DOCUMENT SEGMENT:
Irby’s writing is in turn hilarious, sexually explicit, vulgar, moving, emotional, and definitely not for the faint of heart. Irby, who also blogs under the title ‘bitches gotta eat’ explores both the anecdotal and the deeply personal, always with refreshing candor and wit. Essays in her second book cover everything from her Bachelorette application (she’s 35 but could pass for 60 if she stays up all night) to growing up with an alcoholic parent (who once punched her in the face for doing the dishes wrong). It’s also wryly—and sometimes laugh out loud—funny and feels more like conversing with a dear friend than reading a stranger’s inner thoughts.
Irby grew up in the suburbs of Chicago, so local readers will find much of her experiences familiar and relatable. Her essays are loosely interconnected, making this an easy book to pick up and put down at your leisure. Anyone looking for a funny and emotional memoir that is nevertheless easy to read should look no further.

PROBLEM: Reproduce the passage of the book review from "Irby’s writing is" up to and including "stranger’s inner thoughts.", word for word.

PROVIDED INFORMATION:
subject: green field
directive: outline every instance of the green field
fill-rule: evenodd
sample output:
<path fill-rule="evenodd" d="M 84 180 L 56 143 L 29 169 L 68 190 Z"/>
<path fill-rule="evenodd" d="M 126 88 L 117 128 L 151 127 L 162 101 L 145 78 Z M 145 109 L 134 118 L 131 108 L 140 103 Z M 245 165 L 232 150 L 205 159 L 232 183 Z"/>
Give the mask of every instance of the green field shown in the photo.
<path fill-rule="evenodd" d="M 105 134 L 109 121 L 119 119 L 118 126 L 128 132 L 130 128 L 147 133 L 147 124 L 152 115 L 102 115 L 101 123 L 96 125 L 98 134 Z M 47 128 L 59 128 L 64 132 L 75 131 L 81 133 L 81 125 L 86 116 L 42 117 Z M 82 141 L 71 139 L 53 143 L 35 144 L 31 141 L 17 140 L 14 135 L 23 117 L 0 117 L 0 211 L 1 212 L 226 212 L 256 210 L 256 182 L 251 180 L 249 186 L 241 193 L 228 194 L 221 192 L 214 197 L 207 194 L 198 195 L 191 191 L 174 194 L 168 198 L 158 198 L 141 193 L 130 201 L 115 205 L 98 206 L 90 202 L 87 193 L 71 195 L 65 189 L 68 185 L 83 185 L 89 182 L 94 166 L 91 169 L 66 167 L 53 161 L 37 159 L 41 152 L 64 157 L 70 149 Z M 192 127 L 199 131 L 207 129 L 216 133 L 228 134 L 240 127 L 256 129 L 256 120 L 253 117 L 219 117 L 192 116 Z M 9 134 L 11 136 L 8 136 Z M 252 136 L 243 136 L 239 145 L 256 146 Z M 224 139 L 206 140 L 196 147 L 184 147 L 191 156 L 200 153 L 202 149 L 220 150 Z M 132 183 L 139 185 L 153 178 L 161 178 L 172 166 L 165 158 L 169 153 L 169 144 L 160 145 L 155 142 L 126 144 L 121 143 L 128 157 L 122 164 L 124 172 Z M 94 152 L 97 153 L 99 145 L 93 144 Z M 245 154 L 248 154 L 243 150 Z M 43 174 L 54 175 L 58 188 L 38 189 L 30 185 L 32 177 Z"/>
...
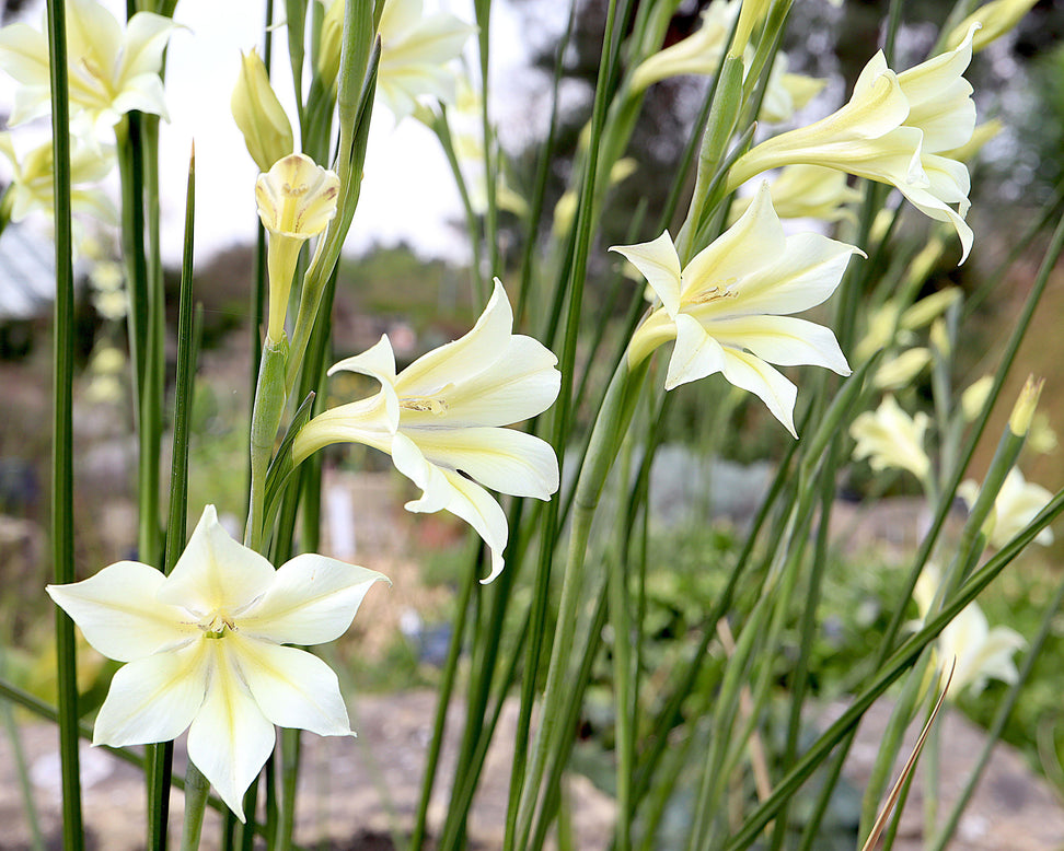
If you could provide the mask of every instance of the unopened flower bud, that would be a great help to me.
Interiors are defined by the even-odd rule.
...
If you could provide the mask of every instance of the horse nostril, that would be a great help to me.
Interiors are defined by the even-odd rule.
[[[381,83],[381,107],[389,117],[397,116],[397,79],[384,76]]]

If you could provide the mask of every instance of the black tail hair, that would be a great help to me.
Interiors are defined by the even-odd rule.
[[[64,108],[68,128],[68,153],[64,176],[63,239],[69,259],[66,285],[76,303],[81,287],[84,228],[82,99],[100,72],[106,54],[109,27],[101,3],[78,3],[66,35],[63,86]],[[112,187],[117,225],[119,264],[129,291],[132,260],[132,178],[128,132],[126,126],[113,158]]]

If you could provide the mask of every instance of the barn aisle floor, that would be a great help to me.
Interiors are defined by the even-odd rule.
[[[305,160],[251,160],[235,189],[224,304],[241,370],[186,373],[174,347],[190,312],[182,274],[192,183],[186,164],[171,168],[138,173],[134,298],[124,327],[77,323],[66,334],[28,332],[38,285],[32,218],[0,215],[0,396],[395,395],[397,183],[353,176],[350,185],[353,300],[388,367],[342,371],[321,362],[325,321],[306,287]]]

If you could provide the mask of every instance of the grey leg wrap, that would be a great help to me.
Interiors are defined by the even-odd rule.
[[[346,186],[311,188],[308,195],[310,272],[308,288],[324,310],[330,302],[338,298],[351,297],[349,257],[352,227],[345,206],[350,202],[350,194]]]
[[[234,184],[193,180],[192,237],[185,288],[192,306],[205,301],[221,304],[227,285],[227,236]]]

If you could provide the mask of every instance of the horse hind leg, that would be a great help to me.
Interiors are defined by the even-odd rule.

ANSWER TO THIS TASK:
Irby’s writing is in turn hilarious, sexually explicit, vulgar, moving, emotional, and definitely not for the faint of heart. Irby, who also blogs under the title ‘bitches gotta eat’ explores both the anecdotal and the deeply personal, always with refreshing candor and wit. Essays in her second book cover everything from her Bachelorette application (she’s 35 but could pass for 60 if she stays up all night) to growing up with an alcoholic parent (who once punched her in the face for doing the dishes wrong). It’s also wryly—and sometimes laugh out loud—funny and feels more like conversing with a dear friend than reading a stranger’s inner thoughts.